Klaus J. Schulten

Klaus J. Schulten (1947-2016)

Professor of Physics Klaus J. Schulten was a great innovator of computational methods to study the physical and chemical basis of biological processes. Schulten was a Swanlund Professor of Physics, the Director for the NIH Center for Macromolecular Modeling at Beckman Institute, and co-Director of the NSF Center for the Physics of Living Cells.  He was also affiliated with the Department of Chemistry and the Center for Biophysics and Computational Biology.  While at the University of Illinois, he trained 77 graduate students in physics, biophysics, and chemistry.

Schulten led the Theoretical and Computational Biophysics Group, which he founded at the Beckman Institute for Advanced Science and Technology in 1989. With a background in chemical physics and a keen understanding of the potential of powerful computers to model biological structures and the physics and chemistry that drives them, Schulten led the development of software that enables scientists around the world to observe how molecules behave and interact at the atomic scale. These include the program VMD for the interactive display, animation and analysis of large biomolecules, and the large-scale molecular dynamics simulation program NAMD, which is capable of moment-by-moment chemical interactions of as many as 100 million atoms. Schulten built his own massively parallel computer when they were not yet available commercially, and he was among the first to use the Blue Waters supercomputer at the National Center for Supercomputing Applications for research.

* Data under study *
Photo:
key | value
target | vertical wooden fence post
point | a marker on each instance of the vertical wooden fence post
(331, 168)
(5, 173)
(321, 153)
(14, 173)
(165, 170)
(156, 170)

* Check your understanding *
a - Answer these questions about the Klaus J. Schulten passage:
(i) How many graduate students did Schulten train while at the University of Illinois?
(ii) In what year did he found the Theoretical and Computational Biophysics Group?
(iii) Which supercomputer at the National Center for Supercomputing Applications was he among the first to use for research?
b - Revise the part of the Klaus J. Schulten passage that opens with the words containing "Professor of Physics Klaus" and closes with "biophysics, and chemistry.", replacing "great innovator" with "leading innovator".

* Solved problems *
a -
(i) 77
(ii) 1989
(iii) Blue Waters

b -
Professor of Physics Klaus J. Schulten was a leading innovator of computational methods to study the physical and chemical basis of biological processes. Schulten was a Swanlund Professor of Physics, the Director for the NIH Center for Macromolecular Modeling at Beckman Institute, and co-Director of the NSF Center for the Physics of Living Cells.  He was also affiliated with the Department of Chemistry and the Center for Biophysics and Computational Biology.  While at the University of Illinois, he trained 77 graduate students in physics, biophysics, and chemistry.